**WORK INSTRUCTIONS**: Go line by line through the entries below and copy those containing the string "outline".

**SUPPLIED MATERIAL**:
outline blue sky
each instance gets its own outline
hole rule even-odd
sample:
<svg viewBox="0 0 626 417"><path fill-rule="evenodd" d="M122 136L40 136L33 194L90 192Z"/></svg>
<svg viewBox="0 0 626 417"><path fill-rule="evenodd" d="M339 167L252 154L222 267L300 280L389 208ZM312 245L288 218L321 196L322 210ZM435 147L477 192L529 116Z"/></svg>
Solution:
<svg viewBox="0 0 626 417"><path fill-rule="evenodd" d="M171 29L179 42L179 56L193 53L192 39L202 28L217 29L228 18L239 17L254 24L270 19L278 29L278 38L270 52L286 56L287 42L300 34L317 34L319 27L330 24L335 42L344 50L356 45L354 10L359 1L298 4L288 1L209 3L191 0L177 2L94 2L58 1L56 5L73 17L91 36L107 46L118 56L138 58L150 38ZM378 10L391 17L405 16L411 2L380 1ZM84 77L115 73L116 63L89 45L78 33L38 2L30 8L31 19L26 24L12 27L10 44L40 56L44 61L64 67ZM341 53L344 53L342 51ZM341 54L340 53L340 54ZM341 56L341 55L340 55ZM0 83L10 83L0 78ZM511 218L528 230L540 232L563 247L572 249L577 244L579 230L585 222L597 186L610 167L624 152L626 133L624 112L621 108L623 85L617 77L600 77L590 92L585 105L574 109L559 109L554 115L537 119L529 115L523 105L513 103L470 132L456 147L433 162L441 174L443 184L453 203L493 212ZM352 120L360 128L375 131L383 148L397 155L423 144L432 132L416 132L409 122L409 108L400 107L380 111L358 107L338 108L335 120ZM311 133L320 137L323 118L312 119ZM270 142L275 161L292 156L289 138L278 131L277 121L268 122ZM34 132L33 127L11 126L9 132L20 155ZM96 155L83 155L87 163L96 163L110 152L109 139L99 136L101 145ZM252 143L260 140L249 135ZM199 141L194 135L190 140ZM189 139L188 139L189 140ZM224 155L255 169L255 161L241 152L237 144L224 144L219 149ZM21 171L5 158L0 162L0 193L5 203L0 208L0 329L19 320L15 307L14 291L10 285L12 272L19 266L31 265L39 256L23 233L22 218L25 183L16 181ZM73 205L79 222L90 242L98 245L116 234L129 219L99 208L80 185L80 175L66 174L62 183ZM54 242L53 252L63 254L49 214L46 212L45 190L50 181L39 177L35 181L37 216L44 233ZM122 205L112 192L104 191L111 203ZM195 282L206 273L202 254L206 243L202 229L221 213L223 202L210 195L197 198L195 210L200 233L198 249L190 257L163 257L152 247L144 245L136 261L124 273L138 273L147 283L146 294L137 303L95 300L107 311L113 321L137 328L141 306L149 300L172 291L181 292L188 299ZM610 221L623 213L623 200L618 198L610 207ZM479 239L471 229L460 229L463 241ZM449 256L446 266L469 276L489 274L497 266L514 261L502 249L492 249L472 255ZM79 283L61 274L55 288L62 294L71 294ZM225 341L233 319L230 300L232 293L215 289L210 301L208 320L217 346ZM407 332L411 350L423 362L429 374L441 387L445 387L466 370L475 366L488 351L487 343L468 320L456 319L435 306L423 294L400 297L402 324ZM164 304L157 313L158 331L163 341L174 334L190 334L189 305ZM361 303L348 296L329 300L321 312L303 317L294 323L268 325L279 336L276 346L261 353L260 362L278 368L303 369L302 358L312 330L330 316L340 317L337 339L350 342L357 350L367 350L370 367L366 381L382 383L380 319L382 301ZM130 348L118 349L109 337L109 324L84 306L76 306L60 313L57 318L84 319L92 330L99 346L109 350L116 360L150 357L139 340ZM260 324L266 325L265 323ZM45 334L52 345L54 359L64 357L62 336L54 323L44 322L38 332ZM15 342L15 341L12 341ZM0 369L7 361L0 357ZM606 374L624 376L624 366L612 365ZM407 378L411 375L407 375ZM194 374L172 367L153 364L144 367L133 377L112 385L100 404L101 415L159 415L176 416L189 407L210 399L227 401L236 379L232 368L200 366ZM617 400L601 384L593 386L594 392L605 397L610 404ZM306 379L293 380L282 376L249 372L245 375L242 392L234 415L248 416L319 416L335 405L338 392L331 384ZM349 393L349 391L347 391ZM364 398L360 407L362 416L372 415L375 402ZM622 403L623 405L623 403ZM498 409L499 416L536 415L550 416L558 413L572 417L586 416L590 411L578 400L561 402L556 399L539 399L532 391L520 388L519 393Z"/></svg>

**RESULT FOR THIS TASK**:
outline blue sky
each instance gets its own outline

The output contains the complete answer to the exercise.